» Text segment

begin

As you can see now, all 128 values of the BinContext array are directly mapped to the frequency counter of the symbol in binary context. The frequency counter for a symbol in a binary context will increase by 1 instead of by 4, which is why we will not jump over values in the array. If you remember, for regular contexts, we call rescale() if at least one symbol exceeds Freq > 124, but we make an exception for binary context and will not do rescale for them. Each even CountIndex corresponds to a previous unsuccessful encoding attempt, and each odd to a successful one. The InitBinEsc array is used precisely to assign more accurate initial values for each case. The FREQ_MAX_VALUE value was not changed and is still equal to 2^14. The first graphic shows value for even values and the second for odd.

end

» Instructions
A – According to the binary-context text, why are no values in the BinContext array jumped over? Answer in one to three sentences.
B – Repeat word for word the stretch of the binary-context text from "As you can see" through "second for odd.".
The records are taken from a separate source.

» Data extract
begin

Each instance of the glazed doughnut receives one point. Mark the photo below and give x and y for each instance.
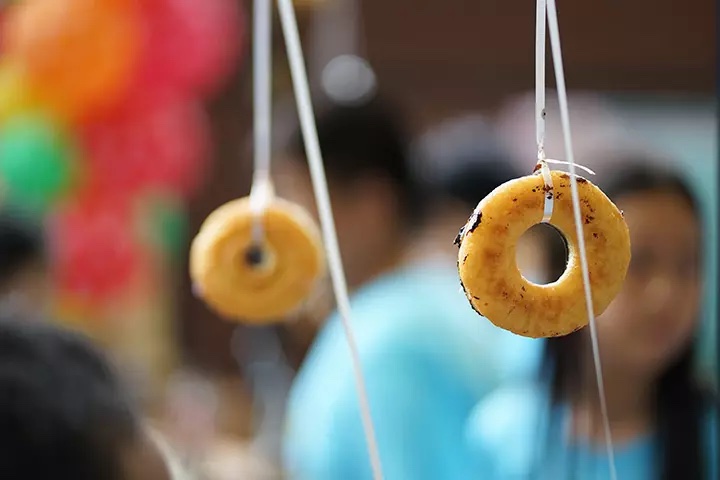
(244, 281)
(489, 274)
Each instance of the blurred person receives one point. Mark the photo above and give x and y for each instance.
(663, 421)
(427, 357)
(24, 275)
(64, 413)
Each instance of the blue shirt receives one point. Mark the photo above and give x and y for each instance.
(427, 360)
(514, 434)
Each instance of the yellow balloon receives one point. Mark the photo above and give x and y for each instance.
(15, 96)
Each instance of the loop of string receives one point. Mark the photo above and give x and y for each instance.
(322, 197)
(262, 188)
(565, 120)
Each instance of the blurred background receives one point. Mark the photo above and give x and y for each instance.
(121, 147)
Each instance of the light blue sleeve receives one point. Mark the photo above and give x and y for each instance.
(419, 409)
(502, 432)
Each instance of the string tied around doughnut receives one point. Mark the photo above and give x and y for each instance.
(543, 169)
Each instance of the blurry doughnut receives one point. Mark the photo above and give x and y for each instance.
(256, 283)
(489, 274)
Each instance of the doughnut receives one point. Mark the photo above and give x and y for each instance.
(487, 266)
(253, 281)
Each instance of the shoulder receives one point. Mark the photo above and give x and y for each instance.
(504, 427)
(711, 432)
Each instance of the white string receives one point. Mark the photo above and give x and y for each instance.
(540, 45)
(262, 188)
(322, 197)
(563, 162)
(565, 119)
(547, 192)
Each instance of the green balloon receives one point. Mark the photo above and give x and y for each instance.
(170, 226)
(36, 161)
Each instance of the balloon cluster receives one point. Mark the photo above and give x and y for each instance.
(101, 108)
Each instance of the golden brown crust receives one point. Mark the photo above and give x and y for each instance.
(489, 273)
(292, 261)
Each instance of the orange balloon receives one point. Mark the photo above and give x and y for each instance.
(79, 55)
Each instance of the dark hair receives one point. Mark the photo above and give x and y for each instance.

end

» In response
A – In a binary context, a symbol's frequency counter goes up by 1 rather than by 4. Because of this, no values in the array are skipped, and all 128 BinContext values map directly to the symbol's frequency counter.

B –
As you can see now, all 128 values of the BinContext array are directly mapped to the frequency counter of the symbol in binary context. The frequency counter for a symbol in a binary context will increase by 1 instead of by 4, which is why we will not jump over values in the array. If you remember, for regular contexts, we call rescale() if at least one symbol exceeds Freq > 124, but we make an exception for binary context and will not do rescale for them. Each even CountIndex corresponds to a previous unsuccessful encoding attempt, and each odd to a successful one. The InitBinEsc array is used precisely to assign more accurate initial values for each case. The FREQ_MAX_VALUE value was not changed and is still equal to 2^14. The first graphic shows value for even values and the second for odd.